### [Document excerpt]
Page 139 - Data Architecture
P. 139

Chapter 4.3: Parallel Processing
               Fig. 4.3.1 A lot of data.


           There are so much data that need to be handled by big data that trying to load, access,
           and manipulate the data is a real challenge. It is safe to say that no computer is capable of
           handling all the data that can be accumulated in the big data environment.


           The only possible strategy is to use multiple processors to handle the volume of data
           found in big data. In order to understand why it is mandatory to use multiple processors,
           consider the (old) story about the farmer that drives his crop to the marketplace in a
           wagon. When the farmer is first starting out, he doesn’t have much of a crop. He uses a

           donkey to pull the wagon. But as the years pass by, the farmer raises bigger crops. Soon,
           he needs a bigger wagon. And he needs a horse to pull the wagon. Then, one day, the
           crop that is put in the wagon becomes immense, and the farmer doesn’t just need a horse.
           The farmer needs a large Clydesdale horse.

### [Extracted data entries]
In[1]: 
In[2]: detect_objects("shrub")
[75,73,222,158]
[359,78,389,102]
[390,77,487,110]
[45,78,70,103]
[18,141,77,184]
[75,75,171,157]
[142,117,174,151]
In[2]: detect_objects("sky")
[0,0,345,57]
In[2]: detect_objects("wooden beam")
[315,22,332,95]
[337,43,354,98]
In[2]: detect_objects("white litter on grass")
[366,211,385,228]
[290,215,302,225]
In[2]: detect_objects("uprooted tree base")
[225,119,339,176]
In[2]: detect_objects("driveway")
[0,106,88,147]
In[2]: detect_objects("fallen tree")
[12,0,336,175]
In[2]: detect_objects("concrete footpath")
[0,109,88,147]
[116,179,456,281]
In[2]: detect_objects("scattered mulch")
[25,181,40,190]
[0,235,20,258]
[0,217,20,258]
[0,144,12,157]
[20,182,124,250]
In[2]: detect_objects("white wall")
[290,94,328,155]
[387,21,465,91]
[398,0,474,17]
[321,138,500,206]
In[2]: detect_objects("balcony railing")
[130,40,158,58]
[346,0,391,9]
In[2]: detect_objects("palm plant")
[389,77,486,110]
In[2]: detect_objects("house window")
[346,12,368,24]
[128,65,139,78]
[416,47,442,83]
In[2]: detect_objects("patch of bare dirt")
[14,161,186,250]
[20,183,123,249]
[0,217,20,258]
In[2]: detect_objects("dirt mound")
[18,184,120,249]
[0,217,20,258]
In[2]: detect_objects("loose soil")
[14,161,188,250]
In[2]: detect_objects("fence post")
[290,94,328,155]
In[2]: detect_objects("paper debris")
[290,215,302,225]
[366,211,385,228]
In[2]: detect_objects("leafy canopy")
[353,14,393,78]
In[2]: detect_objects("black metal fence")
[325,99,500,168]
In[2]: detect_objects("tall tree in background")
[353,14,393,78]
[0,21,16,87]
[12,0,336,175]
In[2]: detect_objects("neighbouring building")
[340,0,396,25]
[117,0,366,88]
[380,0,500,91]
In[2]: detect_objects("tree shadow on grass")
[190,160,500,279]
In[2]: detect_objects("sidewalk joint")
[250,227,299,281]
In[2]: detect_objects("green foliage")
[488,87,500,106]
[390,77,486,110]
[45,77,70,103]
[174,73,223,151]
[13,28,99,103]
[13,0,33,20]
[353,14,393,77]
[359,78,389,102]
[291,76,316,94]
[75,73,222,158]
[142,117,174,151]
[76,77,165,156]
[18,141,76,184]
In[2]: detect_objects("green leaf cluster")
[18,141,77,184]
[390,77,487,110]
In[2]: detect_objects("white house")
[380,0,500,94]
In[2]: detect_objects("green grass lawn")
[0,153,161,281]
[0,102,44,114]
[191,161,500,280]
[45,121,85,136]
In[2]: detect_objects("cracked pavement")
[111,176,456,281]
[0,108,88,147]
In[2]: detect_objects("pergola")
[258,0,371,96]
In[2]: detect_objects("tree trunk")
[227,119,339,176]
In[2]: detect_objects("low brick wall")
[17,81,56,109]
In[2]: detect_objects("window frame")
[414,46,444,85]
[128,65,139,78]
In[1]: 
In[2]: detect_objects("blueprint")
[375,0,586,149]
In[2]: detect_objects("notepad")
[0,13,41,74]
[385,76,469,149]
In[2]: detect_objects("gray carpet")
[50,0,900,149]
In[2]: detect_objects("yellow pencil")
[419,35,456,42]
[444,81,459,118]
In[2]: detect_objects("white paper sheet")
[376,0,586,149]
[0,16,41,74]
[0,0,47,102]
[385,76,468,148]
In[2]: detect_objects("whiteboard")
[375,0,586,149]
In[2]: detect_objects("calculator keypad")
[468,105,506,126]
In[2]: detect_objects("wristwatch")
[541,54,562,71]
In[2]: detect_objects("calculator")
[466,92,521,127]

### [Aim]
According to the passage on parallel processing, what is the only possible strategy for handling the volume of data found in big data?

### [Output for this task]
Using multiple processors.